GitHub - greg1232/cerebras-py-sim

Cerebras CS3 Simulator

A high-fidelity architectural simulator for the Cerebras CS3 Wafer-Scale Engine (WSE). This project models the hardware architecture, interconnects, and execution environment to enable performance analysis and software development for massively parallel 2D mesh architectures.

🚀 Project Overview

The Cerebras-Sim is designed to model the CS3 WSE, featuring a massive array of 720,000 processing elements (PEs). It provides a full-stack simulation environment, from a high-level Python DSL down to a custom 32-bit ISA binary.

Key Goals

Performance Analysis: Estimate total runtime and identify bottlenecks using a hybrid performance/functional model.
Software Development: Verify kernel correctness via a CUDA-like programming model before deploying to hardware.
Architectural Exploration: Model the impact of mesh bisection bandwidth, latency, and SRAM constraints.

▸ Brief 1
In one to three sentences, explain why the Cerebras CS3 simulator description says the project models the hardware architecture, interconnects, and execution environment.
▸ Brief 2
Carry on the Cerebras CS3 simulator description from its last line.
The listing on this page is not needed for any task.

▸ Material
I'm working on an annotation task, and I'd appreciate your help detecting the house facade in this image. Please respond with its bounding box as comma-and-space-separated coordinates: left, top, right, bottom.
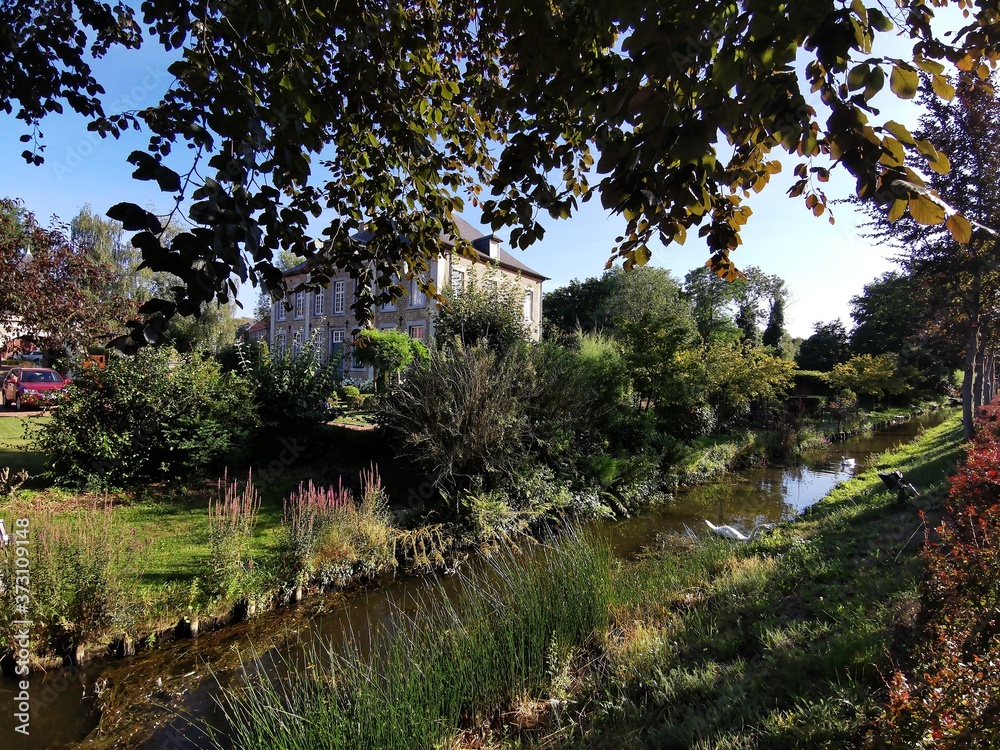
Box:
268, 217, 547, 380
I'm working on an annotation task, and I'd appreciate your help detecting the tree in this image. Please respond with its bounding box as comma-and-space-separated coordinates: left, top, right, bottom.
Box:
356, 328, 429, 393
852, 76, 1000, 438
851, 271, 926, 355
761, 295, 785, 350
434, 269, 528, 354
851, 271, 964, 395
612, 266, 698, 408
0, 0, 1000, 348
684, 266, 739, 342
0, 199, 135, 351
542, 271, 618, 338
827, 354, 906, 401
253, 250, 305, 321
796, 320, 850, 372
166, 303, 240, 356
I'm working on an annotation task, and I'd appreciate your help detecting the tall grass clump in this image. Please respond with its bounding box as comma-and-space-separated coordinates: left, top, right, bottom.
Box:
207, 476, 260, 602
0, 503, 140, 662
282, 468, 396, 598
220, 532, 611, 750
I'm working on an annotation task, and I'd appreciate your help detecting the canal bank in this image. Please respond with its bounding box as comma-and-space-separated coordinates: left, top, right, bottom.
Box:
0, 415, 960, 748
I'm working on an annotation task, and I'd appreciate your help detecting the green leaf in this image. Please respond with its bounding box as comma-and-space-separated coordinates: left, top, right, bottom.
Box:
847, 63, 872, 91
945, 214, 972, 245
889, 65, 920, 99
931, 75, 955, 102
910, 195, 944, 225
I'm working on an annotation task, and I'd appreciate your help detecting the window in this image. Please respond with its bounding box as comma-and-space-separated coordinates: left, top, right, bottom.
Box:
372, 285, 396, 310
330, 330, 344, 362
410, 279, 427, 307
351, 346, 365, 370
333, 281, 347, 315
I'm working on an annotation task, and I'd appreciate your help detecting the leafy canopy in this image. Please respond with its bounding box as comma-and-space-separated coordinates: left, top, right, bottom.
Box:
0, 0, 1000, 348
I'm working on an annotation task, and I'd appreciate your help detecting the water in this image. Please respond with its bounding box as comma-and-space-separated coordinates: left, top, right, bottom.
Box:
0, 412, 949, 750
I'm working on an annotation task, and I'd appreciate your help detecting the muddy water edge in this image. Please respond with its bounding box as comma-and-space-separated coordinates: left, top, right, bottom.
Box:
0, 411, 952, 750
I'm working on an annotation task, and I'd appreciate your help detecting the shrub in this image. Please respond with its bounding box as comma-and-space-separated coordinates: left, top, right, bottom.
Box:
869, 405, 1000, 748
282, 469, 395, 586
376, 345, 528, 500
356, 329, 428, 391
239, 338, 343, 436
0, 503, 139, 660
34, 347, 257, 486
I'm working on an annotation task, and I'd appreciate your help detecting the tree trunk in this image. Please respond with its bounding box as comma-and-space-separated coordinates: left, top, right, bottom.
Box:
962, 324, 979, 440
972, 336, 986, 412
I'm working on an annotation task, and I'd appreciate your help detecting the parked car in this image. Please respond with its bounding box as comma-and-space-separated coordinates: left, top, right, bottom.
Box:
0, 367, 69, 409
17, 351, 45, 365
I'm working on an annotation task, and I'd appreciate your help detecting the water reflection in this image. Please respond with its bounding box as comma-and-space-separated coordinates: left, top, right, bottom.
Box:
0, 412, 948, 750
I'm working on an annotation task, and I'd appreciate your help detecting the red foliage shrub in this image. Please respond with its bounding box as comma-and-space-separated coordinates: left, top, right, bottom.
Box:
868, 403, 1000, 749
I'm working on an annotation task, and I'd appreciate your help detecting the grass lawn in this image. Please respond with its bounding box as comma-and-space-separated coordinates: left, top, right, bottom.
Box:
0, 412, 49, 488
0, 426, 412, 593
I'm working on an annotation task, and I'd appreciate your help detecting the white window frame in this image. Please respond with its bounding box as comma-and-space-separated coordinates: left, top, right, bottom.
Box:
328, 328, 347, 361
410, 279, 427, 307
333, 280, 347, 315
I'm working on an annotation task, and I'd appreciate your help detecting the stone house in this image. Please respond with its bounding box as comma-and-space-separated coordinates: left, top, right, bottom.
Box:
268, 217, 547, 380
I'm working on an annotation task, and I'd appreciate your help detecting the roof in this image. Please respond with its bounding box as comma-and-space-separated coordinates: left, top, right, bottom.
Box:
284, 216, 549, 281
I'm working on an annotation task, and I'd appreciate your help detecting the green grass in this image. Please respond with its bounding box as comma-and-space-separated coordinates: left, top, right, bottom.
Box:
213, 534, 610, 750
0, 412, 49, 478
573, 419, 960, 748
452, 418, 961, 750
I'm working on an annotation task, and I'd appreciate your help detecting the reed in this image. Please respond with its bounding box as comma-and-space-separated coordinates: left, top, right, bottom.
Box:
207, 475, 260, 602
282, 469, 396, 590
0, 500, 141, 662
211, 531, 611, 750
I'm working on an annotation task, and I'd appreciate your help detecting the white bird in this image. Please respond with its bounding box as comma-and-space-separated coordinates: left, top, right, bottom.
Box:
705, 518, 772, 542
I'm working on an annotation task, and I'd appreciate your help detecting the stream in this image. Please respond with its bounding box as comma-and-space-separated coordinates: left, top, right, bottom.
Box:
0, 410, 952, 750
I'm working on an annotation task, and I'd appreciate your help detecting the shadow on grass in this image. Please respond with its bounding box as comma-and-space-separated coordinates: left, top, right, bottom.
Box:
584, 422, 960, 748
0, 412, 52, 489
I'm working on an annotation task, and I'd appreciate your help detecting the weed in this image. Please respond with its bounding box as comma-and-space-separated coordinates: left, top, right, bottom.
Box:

▸ Exercise response 1
The project models these parts so that performance analysis and software development become possible for massively parallel 2D mesh architectures.

▸ Exercise response 2
🏗️ Architecture

Hardware Model

Processing Element (PE): Each core implements an 8-wide SIMD unit, vector registers, and a private 48KB local SRAM.
Interconnect: A 2D Mesh (800x900) where communication occurs via SEND/RECV primitives and global address space abstractions.
Memory Hierarchy:
- Local SRAM: Private high-speed memory per PE (analogous to CUDA Shared Memory).
- Weight Server: External DRAM accessed via a global address space for large-scale model weights and data.
Host-Device Interface: A driver model implementing a command queue (CS3Queue) and memory movement (cs3_memcpy).

Execution Model

The simulator employs a Bulk Synchronous Parallel (BSP) model, dividing execution into discrete "supersteps":

Compute: PEs perform local SIMD operations.
Communicate: PEs exchange data across the mesh or with the Weight Server.
Synchronize: A global barrier (SYNC) aligns the execution state.

To balance accuracy and speed, the simulator uses a hybrid execution track:

Performance Track (Global): All PEs are tracked for cycle counts and timing.
Functional Track (Sampled): A stochastic sampling strategy is used where only a subset of blocks is fully simulated functionally to verify correctness.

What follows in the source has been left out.